Text under study →
◇ ◇ ◇ ◇

7 Pots and Pans That Will Spark Joy in Your Kitchen
One of the most awesome parts of being a kitchenware designer at Meyer is getting to learn and fall in love with kitchen staples that have a special place in different cultures across the globe. Even though we may not be able to step onto a plane to explore them right now, you can still bring the world to your home kitchen. Check out our favorite pieces of cookware from around the world.
Japanese Omelette Pan
Supple, savory Japanese omelette rolls, or tamagoyaki in Japanese, are simply divine. These little rolls of sunshine are cooked, layer by layer in a rectangular pan we call the Japanese Omelette Pan. They’re lovely for breakfast with a simple bowl of rice and a bit of miso soup.
It’s a wok! It’s a skillet! It’s kind of both!
Chef’s pans are a wonderful hybrid of east and west. You can do stir-fried veggies, chili con carne, green curry, or even a week’s worth of pasta sauce in one of these puppies. The secret of this shape is that it gives you the best of both worlds — frying and stewing.
For real, if we were to be locked inside a kitchen with only one pan, it’d be a chef’s pan.
A sauteuse has deep, straight sidewalls and two side handles. It’s made for dishes that start on the stovetop and get finished in the oven.

◇ ◇ ◇ ◇

List of tasks →
- 1) Decide whether each statement agrees with the article on pots and pans, answering yes or no and quoting the words that settle it: (a) The Japanese Omelette Pan is rectangular. (b) A sauteuse has a single long handle. (c) Chef's pans are suited only to frying.
- 2) Reproduce the part of the article on pots and pans starting at "7 Pots and Pans" and ending at "kind of both!".

◇ ◇ ◇ ◇

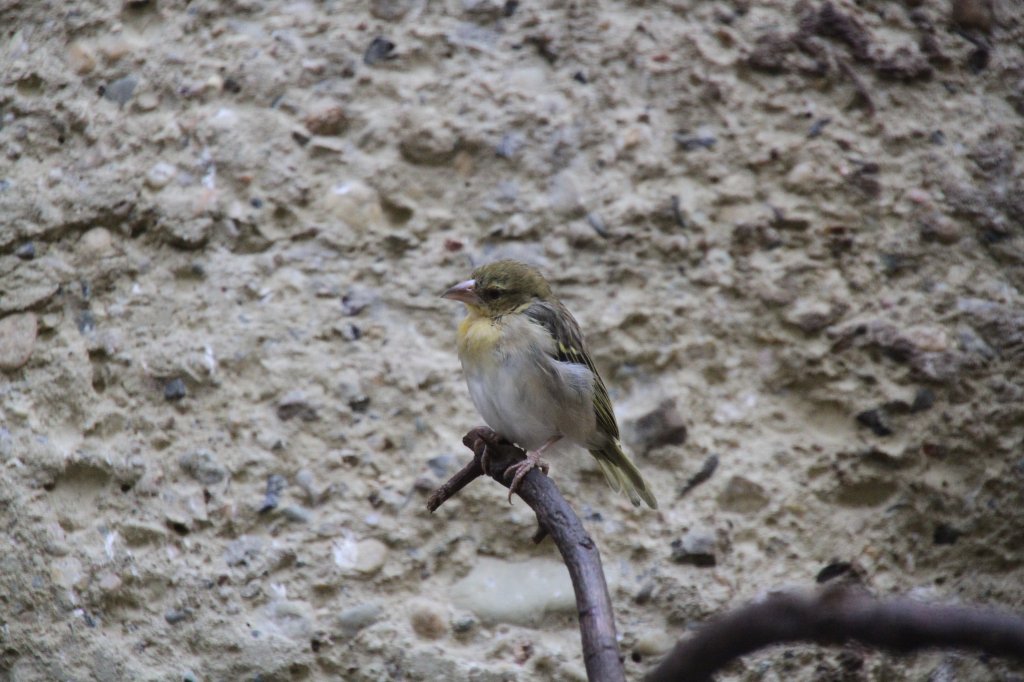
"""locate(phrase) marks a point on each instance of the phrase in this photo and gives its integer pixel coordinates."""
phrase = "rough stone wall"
(793, 232)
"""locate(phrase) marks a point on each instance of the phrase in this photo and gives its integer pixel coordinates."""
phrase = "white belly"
(529, 403)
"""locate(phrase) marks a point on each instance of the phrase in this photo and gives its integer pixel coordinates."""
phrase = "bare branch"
(840, 615)
(555, 517)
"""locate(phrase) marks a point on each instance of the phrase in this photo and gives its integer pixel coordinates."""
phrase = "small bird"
(530, 377)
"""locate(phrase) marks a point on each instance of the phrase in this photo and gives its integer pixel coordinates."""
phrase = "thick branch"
(840, 615)
(555, 516)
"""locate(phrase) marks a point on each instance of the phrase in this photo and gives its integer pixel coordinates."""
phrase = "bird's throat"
(478, 337)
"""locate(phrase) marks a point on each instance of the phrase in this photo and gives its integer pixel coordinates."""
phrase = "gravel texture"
(793, 232)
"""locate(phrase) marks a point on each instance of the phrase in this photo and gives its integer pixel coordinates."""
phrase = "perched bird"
(530, 377)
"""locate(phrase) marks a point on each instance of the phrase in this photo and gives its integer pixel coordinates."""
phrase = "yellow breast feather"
(478, 337)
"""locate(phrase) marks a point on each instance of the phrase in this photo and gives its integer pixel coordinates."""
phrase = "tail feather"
(623, 475)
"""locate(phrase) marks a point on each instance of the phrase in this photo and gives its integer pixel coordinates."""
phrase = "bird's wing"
(569, 347)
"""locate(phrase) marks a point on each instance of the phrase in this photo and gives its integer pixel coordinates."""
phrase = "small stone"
(243, 551)
(517, 593)
(442, 465)
(96, 243)
(428, 622)
(121, 90)
(17, 339)
(742, 496)
(355, 301)
(371, 556)
(812, 315)
(653, 643)
(463, 625)
(351, 621)
(271, 497)
(389, 10)
(110, 583)
(356, 204)
(327, 119)
(160, 174)
(27, 251)
(973, 14)
(174, 390)
(296, 514)
(296, 405)
(696, 547)
(380, 49)
(137, 534)
(81, 57)
(662, 426)
(203, 466)
(429, 141)
(923, 399)
(875, 420)
(146, 101)
(937, 227)
(175, 615)
(945, 535)
(563, 195)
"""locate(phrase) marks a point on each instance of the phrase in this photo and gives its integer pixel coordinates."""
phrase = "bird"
(530, 375)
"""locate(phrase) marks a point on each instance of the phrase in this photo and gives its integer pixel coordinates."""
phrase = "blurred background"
(793, 232)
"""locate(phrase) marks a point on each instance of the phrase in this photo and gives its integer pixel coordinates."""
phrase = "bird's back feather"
(619, 469)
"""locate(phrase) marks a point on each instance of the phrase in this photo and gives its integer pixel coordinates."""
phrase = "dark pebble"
(174, 615)
(174, 389)
(595, 221)
(441, 465)
(923, 400)
(274, 486)
(707, 469)
(691, 142)
(695, 548)
(662, 426)
(85, 322)
(297, 407)
(121, 90)
(27, 251)
(834, 569)
(380, 49)
(645, 593)
(818, 127)
(945, 535)
(875, 420)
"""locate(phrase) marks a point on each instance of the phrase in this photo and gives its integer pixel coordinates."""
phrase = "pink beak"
(464, 291)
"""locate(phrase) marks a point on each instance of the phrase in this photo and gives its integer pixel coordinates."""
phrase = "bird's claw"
(520, 469)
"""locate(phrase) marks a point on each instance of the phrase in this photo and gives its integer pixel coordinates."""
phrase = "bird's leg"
(532, 460)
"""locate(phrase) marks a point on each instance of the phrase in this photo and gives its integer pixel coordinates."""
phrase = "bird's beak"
(464, 291)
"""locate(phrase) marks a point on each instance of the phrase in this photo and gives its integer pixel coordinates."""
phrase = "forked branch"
(555, 517)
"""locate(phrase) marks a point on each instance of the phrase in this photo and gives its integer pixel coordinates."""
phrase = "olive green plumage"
(529, 373)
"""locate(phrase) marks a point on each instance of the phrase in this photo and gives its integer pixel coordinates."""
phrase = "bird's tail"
(622, 474)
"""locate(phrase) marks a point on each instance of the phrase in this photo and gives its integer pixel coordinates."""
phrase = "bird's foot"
(520, 469)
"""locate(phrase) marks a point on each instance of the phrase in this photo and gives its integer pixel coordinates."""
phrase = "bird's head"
(500, 288)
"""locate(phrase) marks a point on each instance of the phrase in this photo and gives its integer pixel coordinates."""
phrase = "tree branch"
(555, 516)
(839, 615)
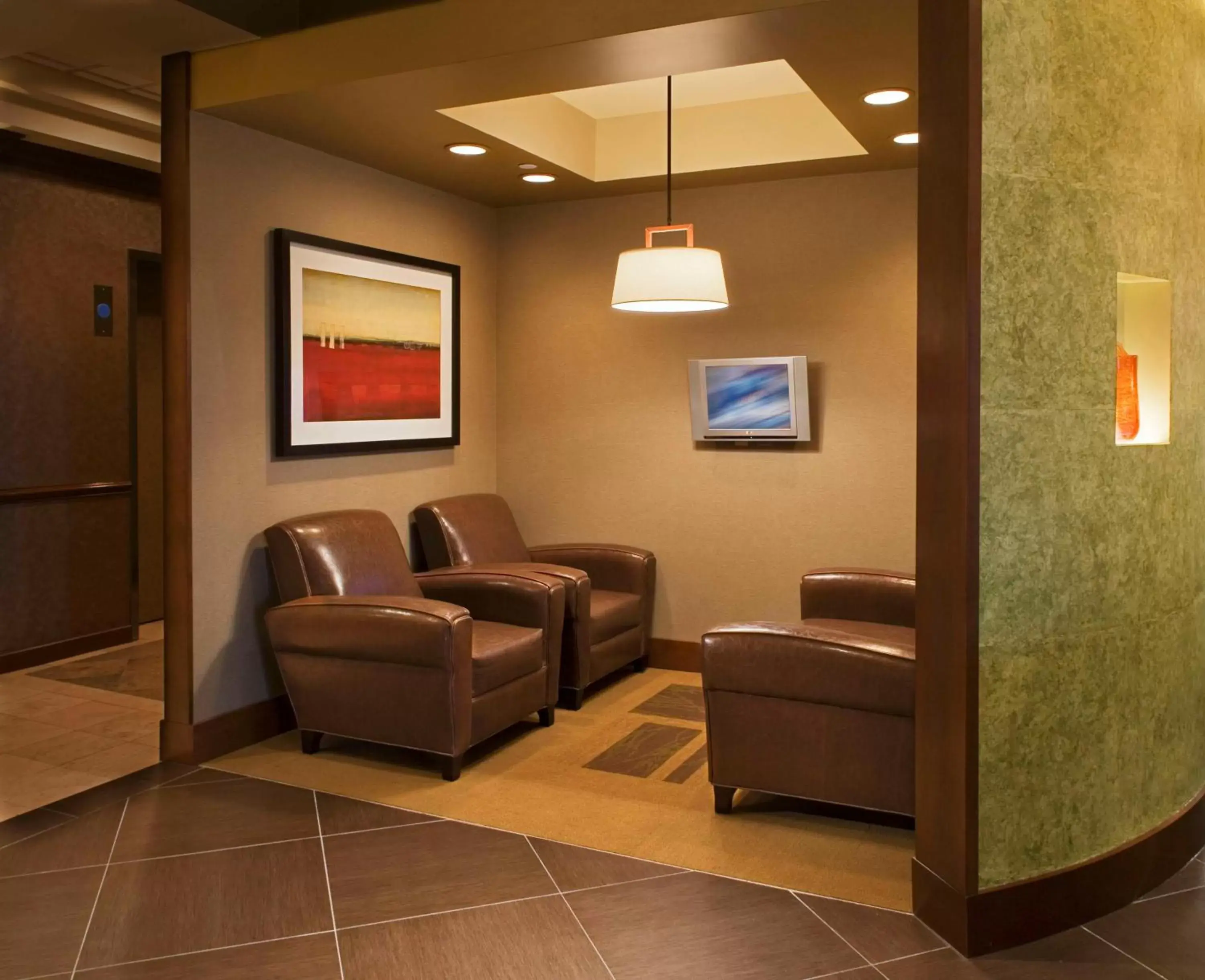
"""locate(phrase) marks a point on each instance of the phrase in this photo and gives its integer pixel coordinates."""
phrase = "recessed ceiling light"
(887, 97)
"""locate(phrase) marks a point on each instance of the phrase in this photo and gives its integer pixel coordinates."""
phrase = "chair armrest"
(851, 594)
(805, 664)
(387, 629)
(615, 568)
(520, 598)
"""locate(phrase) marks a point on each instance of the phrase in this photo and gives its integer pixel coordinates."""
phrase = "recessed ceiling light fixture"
(670, 279)
(887, 97)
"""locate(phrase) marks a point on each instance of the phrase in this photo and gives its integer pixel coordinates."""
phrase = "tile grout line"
(100, 888)
(192, 953)
(572, 912)
(326, 873)
(1168, 895)
(833, 930)
(1144, 966)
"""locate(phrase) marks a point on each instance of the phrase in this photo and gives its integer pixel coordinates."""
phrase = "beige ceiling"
(723, 118)
(84, 75)
(402, 122)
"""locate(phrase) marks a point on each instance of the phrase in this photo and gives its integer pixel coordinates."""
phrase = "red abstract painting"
(370, 349)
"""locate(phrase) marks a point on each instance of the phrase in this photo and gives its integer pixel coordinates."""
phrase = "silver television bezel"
(801, 432)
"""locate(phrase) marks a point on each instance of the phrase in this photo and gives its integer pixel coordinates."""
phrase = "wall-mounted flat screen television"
(750, 398)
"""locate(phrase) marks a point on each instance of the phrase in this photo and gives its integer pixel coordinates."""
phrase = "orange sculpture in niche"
(1127, 394)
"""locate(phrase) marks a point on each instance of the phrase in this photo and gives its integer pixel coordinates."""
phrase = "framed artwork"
(368, 349)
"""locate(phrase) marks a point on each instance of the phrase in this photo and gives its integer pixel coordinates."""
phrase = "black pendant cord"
(669, 149)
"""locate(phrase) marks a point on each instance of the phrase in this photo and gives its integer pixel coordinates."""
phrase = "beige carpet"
(626, 774)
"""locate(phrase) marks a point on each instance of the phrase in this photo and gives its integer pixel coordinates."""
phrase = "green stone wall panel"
(1092, 610)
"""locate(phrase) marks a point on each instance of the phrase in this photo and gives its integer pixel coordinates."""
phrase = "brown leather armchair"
(609, 589)
(435, 662)
(821, 709)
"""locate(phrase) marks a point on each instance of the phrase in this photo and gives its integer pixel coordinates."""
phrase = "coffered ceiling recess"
(727, 117)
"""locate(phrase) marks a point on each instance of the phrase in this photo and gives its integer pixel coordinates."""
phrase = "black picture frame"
(282, 441)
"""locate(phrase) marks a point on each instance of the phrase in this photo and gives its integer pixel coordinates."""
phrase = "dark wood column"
(178, 451)
(946, 868)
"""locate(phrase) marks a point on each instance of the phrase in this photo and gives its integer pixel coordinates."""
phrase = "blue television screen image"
(749, 397)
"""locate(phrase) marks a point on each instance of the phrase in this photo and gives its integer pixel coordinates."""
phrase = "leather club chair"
(821, 709)
(609, 589)
(435, 662)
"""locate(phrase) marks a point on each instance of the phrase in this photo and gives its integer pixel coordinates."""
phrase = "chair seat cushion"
(867, 667)
(503, 654)
(613, 613)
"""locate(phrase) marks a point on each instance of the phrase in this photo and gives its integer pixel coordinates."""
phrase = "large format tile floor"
(80, 723)
(178, 873)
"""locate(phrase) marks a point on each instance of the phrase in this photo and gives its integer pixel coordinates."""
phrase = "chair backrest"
(852, 594)
(472, 530)
(341, 553)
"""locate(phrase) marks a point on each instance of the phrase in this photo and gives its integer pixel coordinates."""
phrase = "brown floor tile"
(200, 902)
(341, 815)
(210, 815)
(309, 958)
(678, 701)
(120, 789)
(27, 825)
(1192, 876)
(1167, 935)
(582, 868)
(43, 920)
(76, 844)
(876, 933)
(696, 925)
(538, 939)
(644, 751)
(1069, 956)
(428, 868)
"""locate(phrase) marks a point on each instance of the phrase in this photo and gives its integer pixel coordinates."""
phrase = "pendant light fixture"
(670, 279)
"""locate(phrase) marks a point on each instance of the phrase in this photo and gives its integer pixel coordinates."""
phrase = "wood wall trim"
(227, 733)
(63, 492)
(18, 153)
(1010, 915)
(35, 656)
(675, 655)
(948, 459)
(178, 410)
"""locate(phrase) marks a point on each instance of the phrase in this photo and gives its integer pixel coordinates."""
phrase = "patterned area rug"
(135, 670)
(627, 774)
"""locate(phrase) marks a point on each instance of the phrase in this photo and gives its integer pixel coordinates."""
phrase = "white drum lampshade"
(670, 280)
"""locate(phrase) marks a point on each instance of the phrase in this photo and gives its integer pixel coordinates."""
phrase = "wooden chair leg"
(452, 767)
(725, 798)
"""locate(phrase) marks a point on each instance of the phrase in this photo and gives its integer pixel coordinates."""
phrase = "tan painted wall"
(594, 429)
(244, 185)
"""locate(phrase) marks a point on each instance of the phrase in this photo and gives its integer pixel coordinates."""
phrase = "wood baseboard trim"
(1011, 915)
(235, 730)
(675, 655)
(35, 656)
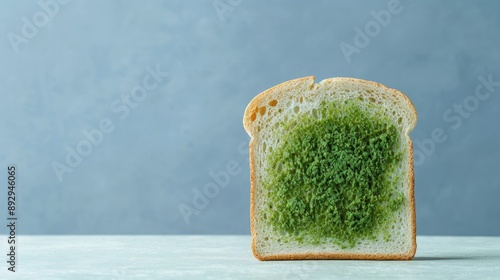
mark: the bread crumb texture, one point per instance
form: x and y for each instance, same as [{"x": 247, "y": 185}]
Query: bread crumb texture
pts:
[
  {"x": 330, "y": 176},
  {"x": 331, "y": 170}
]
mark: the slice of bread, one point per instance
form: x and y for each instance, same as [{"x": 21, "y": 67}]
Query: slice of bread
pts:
[{"x": 331, "y": 170}]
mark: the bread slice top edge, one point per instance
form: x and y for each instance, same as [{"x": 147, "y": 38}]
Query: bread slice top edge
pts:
[{"x": 307, "y": 85}]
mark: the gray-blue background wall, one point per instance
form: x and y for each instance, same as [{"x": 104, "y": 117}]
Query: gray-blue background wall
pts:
[{"x": 166, "y": 83}]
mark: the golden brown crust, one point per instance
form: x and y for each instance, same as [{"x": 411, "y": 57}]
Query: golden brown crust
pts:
[{"x": 280, "y": 89}]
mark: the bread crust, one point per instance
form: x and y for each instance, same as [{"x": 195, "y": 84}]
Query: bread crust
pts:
[{"x": 309, "y": 81}]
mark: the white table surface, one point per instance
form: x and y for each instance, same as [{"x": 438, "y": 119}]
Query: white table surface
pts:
[{"x": 230, "y": 257}]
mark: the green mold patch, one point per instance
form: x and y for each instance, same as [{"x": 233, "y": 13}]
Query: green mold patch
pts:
[{"x": 331, "y": 176}]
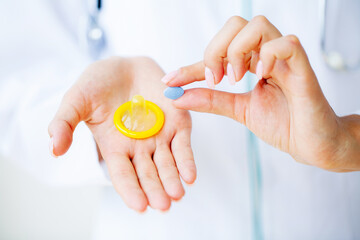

◇ ◇ ◇ ◇

Expected responses →
- 1)
(a) Yes: "cooked, layer by layer in a rectangular pan we call the Japanese Omelette Pan"
(b) No: "A sauteuse has deep, straight sidewalls and two side handles."
(c) No: "it gives you the best of both worlds — frying and stewing"

- 2)
7 Pots and Pans That Will Spark Joy in Your Kitchen
One of the most awesome parts of being a kitchenware designer at Meyer is getting to learn and fall in love with kitchen staples that have a special place in different cultures across the globe. Even though we may not be able to step onto a plane to explore them right now, you can still bring the world to your home kitchen. Check out our favorite pieces of cookware from around the world.
Japanese Omelette Pan
Supple, savory Japanese omelette rolls, or tamagoyaki in Japanese, are simply divine. These little rolls of sunshine are cooked, layer by layer in a rectangular pan we call the Japanese Omelette Pan. They’re lovely for breakfast with a simple bowl of rice and a bit of miso soup.
It’s a wok! It’s a skillet! It’s kind of both!